Letters: Aditya Bidikar

GFX & Design: Tom Muller

the Professional Gladiator League

The easiest way for me to describe VS #1 is that it is a combination of Gladiator and the Hunger Games while also a commentary on societies obsession with violent video games and reality TV. It’s an interesting idea and works as both sci-fi action and social commentary on the glorification of violence. VS #1 is a two part story yet both dealing with all-star gladiator Satta Flynn. In one setting Flynn is excelling on the field of combat as he is yet again staring in a gladiatorial campaign where he leads his squad against an opponent. The fighting is brutal and the causality rate is high. The second part of the story deals with Flynn recovering from wounds, no doubt sustained in the gladiatorial games. This part of the story establishes the fame Flynn has, as Gladiators in this society are as revered as professional football players are in American culture. It isn’t clear which part of the story comes first as it doesn’t feel linear but is, intentionally or unintentionally, unclear. What is clear is that Flynn’s stardom rests on his ability to fight and just like a football player ignoring concussions symptoms or warnings from medical professionals Flynn is willing to fight or needs to fight even against his doctors wishes. An intriguing social commentary on the pedestal we put professional athletes on in our culture as well as the lengths they will go to perform to keep their fame and wealth.

Ribic’s pages are brutally beautiful

I’m torn on VS as a whole. It’s a beautiful book as Esad Ribic is a phenomenal artist in the vein of Frank Frazzetta. I’d read a Bloodstrike reboot if Ribic was drawing it, which is saying a lot for anyone who lived through the Extreme Studio days of the ‘90s. The pages in VS #1 are gorgeous and captivating. This is obviously a labor of love for Ribic and the beautiful color palate used by Nic Klein only amplifies Ribic’s work. The colors are gloomy with bits of brightness that really draw the reader in. The story is entertaining. I have not read any of Ivan Brandon’s other works but the story is enjoyable. Yet with all that being said VS feels like another Image sci-fi dystopian story. If it didn’t have Ribic on artwork it would probably be lumped in with the other Image titles in this vein and it might not have drawn my attention. Also like many Image mini-series it will probably read better as a whole in a collected edition rather than month-to-month.

 

Verdict: VS #1 is a beautiful comic with an interesting concept of reality TV gladiator games as professional sport. Esad Ribic’s artwork is a big draw and the story is entertaining but will probably read better as a collected edition in a few months.
- - -
◆ Exercise tasks:
a) Retype the stretch of the VS #1 review from "Verdict: VS #1" through "a few months.".
b) List every full name, with first and last name, that appears in the VS #1 review.
- - -
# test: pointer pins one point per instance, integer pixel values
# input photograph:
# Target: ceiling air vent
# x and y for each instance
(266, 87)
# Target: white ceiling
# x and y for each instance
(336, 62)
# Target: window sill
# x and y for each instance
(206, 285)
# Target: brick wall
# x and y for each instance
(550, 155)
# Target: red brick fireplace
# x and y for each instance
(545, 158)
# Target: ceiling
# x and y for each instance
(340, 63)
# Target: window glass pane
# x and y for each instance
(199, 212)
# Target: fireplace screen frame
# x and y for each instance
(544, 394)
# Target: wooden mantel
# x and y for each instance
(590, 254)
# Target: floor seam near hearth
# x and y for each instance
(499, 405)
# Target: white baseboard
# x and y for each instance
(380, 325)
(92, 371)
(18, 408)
- - -
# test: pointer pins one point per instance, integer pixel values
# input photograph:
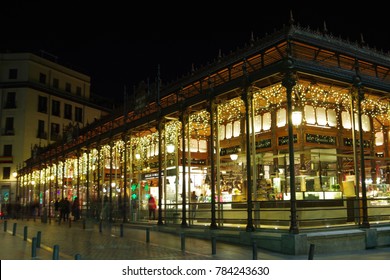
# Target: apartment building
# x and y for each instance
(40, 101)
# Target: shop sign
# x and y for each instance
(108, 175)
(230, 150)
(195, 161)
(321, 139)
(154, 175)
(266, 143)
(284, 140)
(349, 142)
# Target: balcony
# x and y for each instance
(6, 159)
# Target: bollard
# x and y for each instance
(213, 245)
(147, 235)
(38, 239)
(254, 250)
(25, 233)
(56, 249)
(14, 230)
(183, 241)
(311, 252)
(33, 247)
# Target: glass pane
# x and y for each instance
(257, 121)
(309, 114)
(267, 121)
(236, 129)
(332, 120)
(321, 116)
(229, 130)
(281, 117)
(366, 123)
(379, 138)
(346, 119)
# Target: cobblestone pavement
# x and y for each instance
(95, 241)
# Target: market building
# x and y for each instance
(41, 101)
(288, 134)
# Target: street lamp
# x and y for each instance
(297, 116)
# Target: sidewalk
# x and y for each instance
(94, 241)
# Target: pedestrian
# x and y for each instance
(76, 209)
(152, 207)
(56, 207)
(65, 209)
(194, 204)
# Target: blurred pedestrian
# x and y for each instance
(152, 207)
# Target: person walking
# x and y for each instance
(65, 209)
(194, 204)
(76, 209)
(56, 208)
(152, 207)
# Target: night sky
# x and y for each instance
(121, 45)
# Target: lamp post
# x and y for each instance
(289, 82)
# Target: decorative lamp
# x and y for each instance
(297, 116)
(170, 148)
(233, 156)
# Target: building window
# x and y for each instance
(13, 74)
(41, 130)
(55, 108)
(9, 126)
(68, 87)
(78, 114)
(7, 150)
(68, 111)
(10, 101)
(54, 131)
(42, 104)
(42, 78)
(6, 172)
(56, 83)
- - -
◆ Solutions for each task:
a)
Verdict: VS #1 is a beautiful comic with an interesting concept of reality TV gladiator games as professional sport. Esad Ribic’s artwork is a big draw and the story is entertaining but will probably read better as a collected edition in a few months.

b)
Aditya Bidikar
Tom Muller
Satta Flynn
Esad Ribic
Frank Frazzetta
Nic Klein
Ivan Brandon